‘Kantoculuktur hünerim’

Güncelleme Tarihi:

‘Kantoculuktur hünerim’
Oluşturulma Tarihi: Haziran 11, 2023 07:00

8 yaşında tiyatro sahnesiyle tanıştı. O küçük kızın ele avuca sığmaz yaşama sevincini içinde hep taşıdı. İlk Müslüman kanto sanatçımız Nurhan Damcıoğlu 5 Haziran’da aramızdan ayrıldığında ondan geriye eteklerini savurup tatlı tatlı nidalar atarak söylediği kantolar kaldı…

Haberin Devamı

Siyah-beyaz ekranlar aracılığıyla misafir olduğu her eve gerçekten de neşe getiriyordu Nurhan Damcıoğlu: “Ayyh ayyh ayyh… Damcıoğlu Nurhan ben geldim, sizlere neşe getirdim. Kantoculuktur hünerim, şarkı da söyler, raks ederim...” 1970’lerde şıkır şıkır, pırıltılı, püsküllü elbiseleri, tüylü, çiçekli aksesuarları, abartılı dans figürleri, aralara tatlı nidalar sıkıştırdığı kantolarıyla 7’den 70’e tüm aile üyelerini ekran başına topluyordu. Tekti, eşsizdi… Bir Nurhan Damcıoğlu daha yoktu.

‘Kantoculuktur hünerim’

Sanatçı son günlerini İzmir’de geçirdi.

□ □ □

■ Yazılı yönerge ■
Yukarıdaki Nurhan Damcıoğlu yazısını kaldığı yerden sürdür. Aşağıdaki satırların bu işle hiçbir ilgisi yok.

■ Verilen bilgiler ■
□ □ □

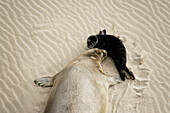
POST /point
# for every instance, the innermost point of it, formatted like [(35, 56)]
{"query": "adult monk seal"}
[(81, 87)]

□ □ □

■ Aşağıdaki sonuç ■
5 Haziran’da (pazartesi) 82 yaşında aramızdan ayrılınca birçoğumuz geçmişimizin bir parçasını yitirmiş gibi hissettik. Bu ufak tefek kadın hiç dinmeyen hayat enerjisiyle bize mütevazı ve bir o kadar da güzel günlerimizden yadigârdı çünkü. Bir yandan da karşılıklı bir sevgi alışverişiydi aramızdaki. O da yaşamındaki zorlukları, aldığı yaraları unutuyordu kantolarıyla. “Yangın var. Ben yanıyorum, yetişin a dostlar, tutuşuyorum” derken içindeki yangınlara bir parça su serpmemizi bekliyordu belki de…

Haberin Devamı

‘Kantoculuktur hünerim’

Zeki Müren, Damcıoğlu’nu dinleyenler arasında...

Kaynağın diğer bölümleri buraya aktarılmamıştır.